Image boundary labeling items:
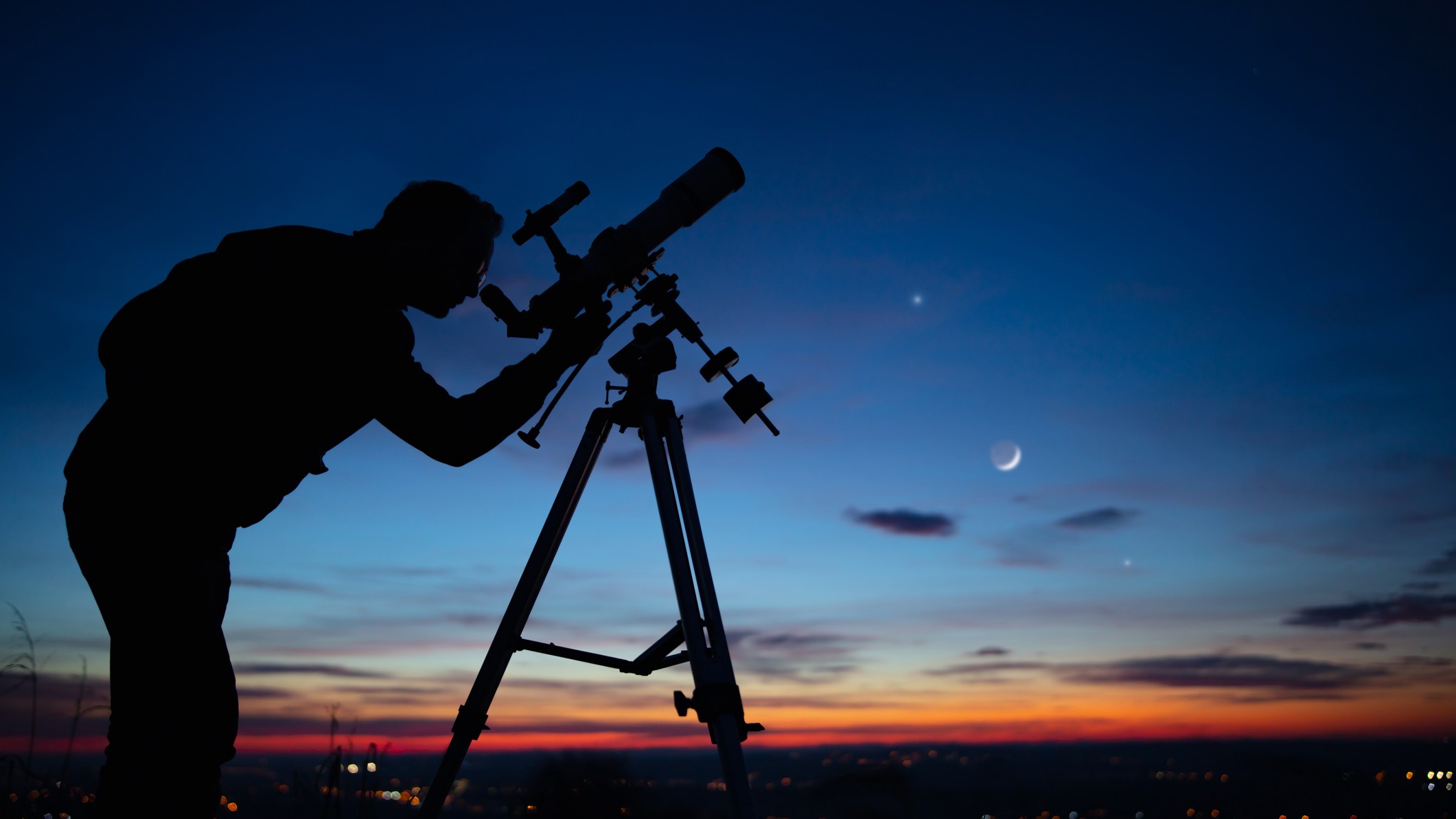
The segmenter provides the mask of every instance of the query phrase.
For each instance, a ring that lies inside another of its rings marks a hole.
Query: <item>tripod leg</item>
[[[546,514],[542,533],[536,538],[536,548],[531,549],[531,557],[521,571],[521,580],[515,584],[515,593],[511,595],[505,615],[495,630],[495,638],[491,640],[491,648],[485,654],[475,685],[470,686],[470,694],[466,697],[464,705],[460,705],[454,726],[450,727],[453,734],[450,746],[446,749],[444,759],[440,761],[440,768],[435,771],[435,778],[430,784],[421,809],[427,819],[434,819],[440,813],[440,807],[454,784],[456,774],[460,772],[460,764],[464,762],[466,751],[485,730],[485,717],[491,701],[495,700],[496,689],[501,686],[501,678],[505,676],[505,666],[520,644],[526,621],[531,615],[536,597],[546,581],[546,573],[550,571],[552,560],[556,557],[556,548],[561,546],[561,541],[566,535],[566,526],[577,510],[577,501],[581,500],[581,491],[587,487],[587,478],[591,477],[591,468],[597,463],[601,444],[607,440],[610,430],[612,421],[607,410],[594,411],[591,420],[587,421],[587,431],[581,436],[577,455],[571,459],[571,466],[561,482],[550,513]]]
[[[673,573],[673,590],[677,593],[677,609],[683,618],[683,634],[693,670],[693,698],[680,704],[678,713],[686,714],[686,707],[693,707],[697,710],[699,720],[708,723],[708,736],[718,746],[718,761],[724,769],[724,784],[728,787],[732,816],[754,819],[753,799],[748,791],[748,767],[743,759],[741,745],[744,736],[743,701],[738,697],[732,663],[728,659],[728,641],[718,616],[718,597],[712,589],[712,577],[708,574],[708,551],[703,546],[697,506],[693,501],[692,484],[687,477],[681,430],[677,415],[671,411],[671,404],[668,404],[665,423],[676,475],[668,472],[667,453],[662,450],[662,433],[657,430],[652,414],[642,418],[642,442],[646,444],[648,468],[652,471],[652,491],[657,494],[662,539],[667,542],[667,563]],[[683,507],[681,517],[678,517],[680,498],[673,494],[674,477],[678,490],[686,490],[683,498],[687,506]],[[689,565],[689,549],[683,539],[684,522],[687,522],[689,536],[693,541],[693,567]],[[699,560],[702,565],[696,565]],[[706,589],[705,603],[711,602],[711,608],[705,614],[709,618],[708,630],[713,640],[712,653],[703,640],[703,619],[697,611],[697,595],[693,592],[693,568],[697,568],[699,587]]]

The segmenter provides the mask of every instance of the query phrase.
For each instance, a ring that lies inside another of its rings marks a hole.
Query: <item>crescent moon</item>
[[[1010,449],[1010,458],[1003,455],[1006,449]],[[1018,463],[1021,463],[1021,447],[1013,442],[1003,440],[992,447],[992,465],[1002,472],[1010,472]]]

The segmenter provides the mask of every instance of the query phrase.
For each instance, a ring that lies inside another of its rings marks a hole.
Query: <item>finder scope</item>
[[[697,222],[713,205],[744,184],[743,166],[727,149],[715,147],[689,168],[626,224],[607,227],[591,242],[585,256],[575,256],[556,239],[552,226],[568,210],[587,198],[584,182],[566,188],[555,201],[537,211],[526,211],[526,224],[511,235],[517,245],[540,236],[556,261],[559,280],[536,294],[520,310],[494,284],[480,290],[495,318],[505,322],[505,334],[537,338],[545,328],[565,324],[587,305],[600,302],[612,290],[625,290],[651,264],[648,252],[680,227]]]

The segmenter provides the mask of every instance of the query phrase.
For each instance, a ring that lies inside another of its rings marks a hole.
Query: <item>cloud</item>
[[[1005,682],[1002,672],[1041,672],[1085,685],[1155,685],[1165,688],[1238,689],[1236,701],[1340,698],[1389,672],[1319,660],[1281,660],[1262,654],[1194,654],[1136,657],[1111,663],[997,662],[927,669],[930,676],[957,676],[967,683]]]
[[[791,682],[830,682],[859,666],[860,637],[814,631],[738,631],[728,635],[734,659],[745,672]]]
[[[1051,523],[984,538],[981,542],[992,548],[999,565],[1053,568],[1089,535],[1124,526],[1137,514],[1134,509],[1104,506]]]
[[[909,509],[856,512],[850,509],[847,514],[855,523],[894,535],[948,536],[955,533],[955,522],[938,512],[911,512]]]
[[[277,592],[328,592],[328,589],[319,586],[317,583],[298,583],[297,580],[282,580],[275,577],[233,577],[233,586],[245,586],[248,589],[272,589]]]
[[[1456,574],[1456,546],[1446,549],[1439,558],[1415,570],[1417,574]]]
[[[363,672],[358,669],[347,669],[344,666],[325,666],[313,663],[245,663],[234,666],[236,673],[316,673],[323,676],[357,676],[357,678],[371,678],[384,679],[390,675],[380,672]]]
[[[1057,676],[1095,685],[1162,685],[1169,688],[1252,688],[1338,691],[1385,676],[1382,669],[1319,660],[1281,660],[1262,654],[1143,657],[1107,665],[1063,666]]]
[[[1082,512],[1070,517],[1063,517],[1057,520],[1057,526],[1063,529],[1115,529],[1130,522],[1137,516],[1134,509],[1117,509],[1115,506],[1104,506],[1102,509],[1093,509],[1091,512]]]
[[[237,695],[243,700],[285,700],[293,697],[293,691],[285,688],[239,686]]]
[[[984,675],[997,672],[1041,670],[1047,667],[1050,667],[1047,663],[962,663],[958,666],[946,666],[943,669],[929,669],[925,673],[930,676],[962,676],[962,675]]]
[[[1398,622],[1439,622],[1456,616],[1456,595],[1396,595],[1335,606],[1306,606],[1284,618],[1286,625],[1316,628],[1379,628]]]

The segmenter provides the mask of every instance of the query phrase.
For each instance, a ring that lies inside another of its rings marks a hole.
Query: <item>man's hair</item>
[[[443,242],[470,229],[470,223],[485,217],[491,238],[501,235],[501,214],[491,203],[453,182],[411,182],[384,207],[384,216],[374,230],[396,239]]]

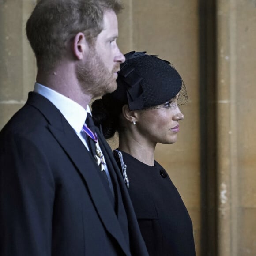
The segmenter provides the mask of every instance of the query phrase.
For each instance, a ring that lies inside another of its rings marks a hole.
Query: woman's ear
[[[82,60],[86,56],[85,53],[88,45],[83,33],[79,32],[76,34],[73,39],[72,47],[74,54],[78,60]]]
[[[127,104],[123,106],[122,108],[122,113],[124,118],[132,123],[133,121],[137,122],[138,121],[138,115],[136,110],[130,110]]]

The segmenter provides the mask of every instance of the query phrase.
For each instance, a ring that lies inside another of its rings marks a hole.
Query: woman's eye
[[[171,108],[175,107],[177,105],[177,103],[176,102],[169,102],[166,103],[164,106],[166,108]]]

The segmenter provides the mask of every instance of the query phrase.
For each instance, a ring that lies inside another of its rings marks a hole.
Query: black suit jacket
[[[72,128],[30,93],[0,133],[0,256],[148,255],[111,149],[98,136],[117,188],[116,211]]]

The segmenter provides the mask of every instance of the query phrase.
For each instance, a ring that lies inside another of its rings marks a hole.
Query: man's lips
[[[176,126],[171,129],[172,131],[177,132],[180,130],[180,125],[178,124]]]

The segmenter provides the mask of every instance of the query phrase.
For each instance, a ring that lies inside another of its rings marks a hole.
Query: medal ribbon
[[[106,165],[106,162],[104,156],[102,154],[99,144],[97,134],[94,132],[90,128],[84,124],[82,128],[83,130],[95,142],[97,155],[94,156],[98,166],[100,165],[101,170],[102,172],[105,170],[104,166]]]

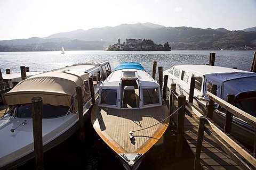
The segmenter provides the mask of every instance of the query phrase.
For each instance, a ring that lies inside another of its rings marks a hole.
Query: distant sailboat
[[[62,46],[62,50],[61,50],[61,54],[65,54],[65,52],[64,52],[64,48],[63,48],[63,46]]]

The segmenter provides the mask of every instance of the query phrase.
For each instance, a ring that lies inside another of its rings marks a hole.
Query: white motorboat
[[[89,78],[92,77],[94,96],[110,70],[108,61],[94,61],[31,76],[5,94],[10,108],[0,118],[0,169],[12,168],[35,156],[31,98],[43,98],[43,145],[45,151],[78,129],[76,87],[82,87],[85,120],[92,106]]]
[[[126,169],[137,169],[169,125],[159,85],[140,64],[121,63],[100,86],[98,103],[95,130]]]
[[[175,65],[166,70],[167,87],[176,84],[176,91],[188,98],[191,78],[195,77],[193,104],[206,113],[209,98],[206,95],[207,86],[217,86],[217,96],[226,100],[228,94],[235,95],[235,106],[247,113],[256,116],[256,73],[217,66],[204,65]],[[225,114],[219,106],[213,120],[223,128]],[[231,134],[250,146],[254,141],[255,128],[242,120],[233,117]]]

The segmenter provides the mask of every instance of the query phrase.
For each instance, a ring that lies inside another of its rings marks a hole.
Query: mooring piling
[[[34,97],[32,98],[31,102],[34,148],[35,149],[36,169],[43,169],[44,154],[42,136],[43,98],[41,97]]]
[[[85,139],[84,134],[84,107],[83,104],[83,92],[82,87],[76,87],[76,95],[78,104],[79,115],[79,131],[80,134],[80,141],[84,142]]]

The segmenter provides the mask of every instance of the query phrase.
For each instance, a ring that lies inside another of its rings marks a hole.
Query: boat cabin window
[[[117,89],[101,89],[100,104],[117,106]]]
[[[174,75],[177,78],[180,78],[180,69],[174,69]]]
[[[159,103],[158,88],[143,89],[142,95],[143,105]]]
[[[195,88],[199,91],[201,91],[202,85],[203,84],[203,78],[201,76],[198,76],[195,74],[192,74],[192,76],[196,77]]]
[[[42,106],[43,118],[59,117],[65,115],[68,111],[69,107],[63,106],[53,106],[43,104]],[[14,109],[13,116],[16,117],[31,117],[32,104],[28,104],[19,105]]]
[[[98,73],[94,73],[92,75],[92,80],[93,81],[93,85],[96,85],[98,84]]]
[[[181,79],[185,83],[188,83],[188,79],[189,77],[189,72],[182,70],[181,71]]]
[[[107,70],[108,70],[107,64],[102,66],[102,74],[104,77],[103,79],[107,78]]]

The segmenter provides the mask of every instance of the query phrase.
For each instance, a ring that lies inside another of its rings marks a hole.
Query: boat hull
[[[170,89],[171,83],[176,84],[176,92],[179,95],[185,95],[187,99],[188,98],[189,92],[187,89],[182,88],[178,82],[174,81],[169,78],[168,80]],[[205,114],[206,113],[206,104],[208,102],[202,96],[195,96],[193,99],[193,104]],[[218,106],[216,106],[218,107]],[[224,129],[225,123],[226,114],[220,111],[218,108],[215,108],[213,112],[213,121],[215,122],[221,128]],[[233,117],[230,134],[240,141],[253,147],[254,141],[255,128],[250,125],[244,121],[237,117]]]
[[[85,121],[90,118],[89,109],[91,106],[91,101],[84,106]],[[10,131],[25,120],[26,125],[19,127],[13,133]],[[43,119],[43,151],[54,147],[77,131],[79,128],[78,121],[78,112],[66,117]],[[0,146],[0,169],[17,167],[35,157],[32,118],[14,118],[6,115],[0,121],[0,135],[3,137],[0,139],[0,143],[9,143],[7,146]]]

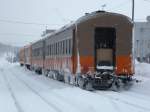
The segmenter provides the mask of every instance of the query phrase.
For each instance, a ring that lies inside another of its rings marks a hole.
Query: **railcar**
[[[45,39],[44,71],[82,88],[126,83],[134,74],[132,28],[122,14],[86,14]]]
[[[31,44],[26,45],[24,47],[24,64],[26,66],[27,69],[31,69],[31,65],[32,65],[32,46]]]
[[[20,63],[20,66],[24,66],[24,64],[25,64],[24,47],[21,48],[19,51],[19,63]]]
[[[87,13],[32,44],[32,66],[81,88],[108,89],[134,74],[133,23],[125,15]]]
[[[31,52],[32,52],[32,64],[31,69],[35,70],[37,73],[42,74],[42,70],[44,69],[44,40],[38,40],[32,44]]]

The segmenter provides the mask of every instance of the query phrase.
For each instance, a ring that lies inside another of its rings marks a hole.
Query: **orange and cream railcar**
[[[21,48],[19,51],[19,63],[20,63],[20,66],[23,66],[25,64],[24,47]]]
[[[32,67],[82,88],[106,89],[134,74],[133,23],[96,11],[32,44]],[[118,85],[118,84],[117,84]]]
[[[44,40],[34,42],[31,46],[32,49],[32,64],[31,69],[35,70],[39,74],[44,69]]]
[[[25,55],[25,58],[24,58],[25,66],[28,69],[31,69],[31,65],[32,65],[32,46],[31,46],[31,44],[26,45],[24,47],[24,55]]]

▶ TASK DIRECTIONS
Could you reproduce the listing from its start up to and including the line with "Query: <item>tripod leg</item>", substituting "labeler" for "segmenter", leaving everything else unchanged and omitting the pictures?

▶ ANSWER BELOW
The labeler provides the mask of every instance of the query phrase.
For each instance, a ring that lies inside another of its rings marks a hole.
Query: <item>tripod leg</item>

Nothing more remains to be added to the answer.